Thursday, April 24, 2014

The Posion Eaters: A Review

The Poison Eaters
Written by: Holly Black
Paperback: 212 pages
Publisher: Big Mouth House
Language: English
April 2010
Genre: Anthology/Urban Fantasy/Young Adult

Pick your poison: Vampires, devils, werewolves, faeries, or . . . ? Find them all here in Holly Black’s amazing first collection.

In her debut collection, New York Times best-selling author Holly Black returns to the world of Tithe in two darkly exquisite new tales. Then Black takes readers on a tour of a faerie market and introduces a girl poisonous to the touch and another who challenges the devil to a competitive eating match. Some of these stories have been published in anthologies such as 21 Proms, The Faery Reel, and The Restless Dead, and many have been reprinted in many “Best of ” anthologies.

The Poison Eaters is Holly Black’s much-anticipated first collection, and her ability to stare into the void—and to find humanity and humor there—will speak to young adult and adult readers alike.


Those who know me know that I love Holly Black. She is an amazing author and when I saw this book at the library sale, I had to pick it up as it had been on my must read list for a while. This is a mixtape from Holly featuring poison eaters, coldtowns, werewolves, and features characters from the Modern Faerie Tales and the Curse Workers. Let’s talk a little bit more on Holly. She is most well-known for the Spiderwick Chronicles and the Modern Faerie Tales which began with Tithe. My friend Chelle bought me the Modern Faerie Tales and I fell in love with them not only because they dealt with the fey, but I knew the stomping grounds where they took place (The Popcorn Zoo was not far from where I lived and went to high school) and understood Wawas and A&P stores. I felt a connection there. It is also nice to know that Holly is a big giant nerd like me. She has contributed to role playing magazines, has secret rooms in her home with her husband (who does the drawings in this short story collection), is a marshmallow (yeah Veronica Mars), champions for diversity, and is an all-around awesome lady.
——
__What you will do__:
1. Answer these questions from the book review:
(a) Which publisher released The Poison Eaters?
(b) Where did the reviewer find the book?
(c) Who does the drawings in the collection?
2. Print the part of the book review that opens with the words containing "In her debut" and closes with "adult readers alike.".

__Recorded information__:
——
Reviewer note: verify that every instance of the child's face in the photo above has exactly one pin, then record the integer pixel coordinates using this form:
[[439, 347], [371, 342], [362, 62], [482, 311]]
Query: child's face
——
__Completed exercise__:
1.
(a) Big Mouth House
(b) At a library sale
(c) Holly Black's husband

2.
In her debut collection, New York Times best-selling author Holly Black returns to the world of Tithe in two darkly exquisite new tales. Then Black takes readers on a tour of a faerie market and introduces a girl poisonous to the touch and another who challenges the devil to a competitive eating match. Some of these stories have been published in anthologies such as 21 Proms, The Faery Reel, and The Restless Dead, and many have been reprinted in many “Best of ” anthologies.

The Poison Eaters is Holly Black’s much-anticipated first collection, and her ability to stare into the void—and to find humanity and humor there—will speak to young adult and adult readers alike.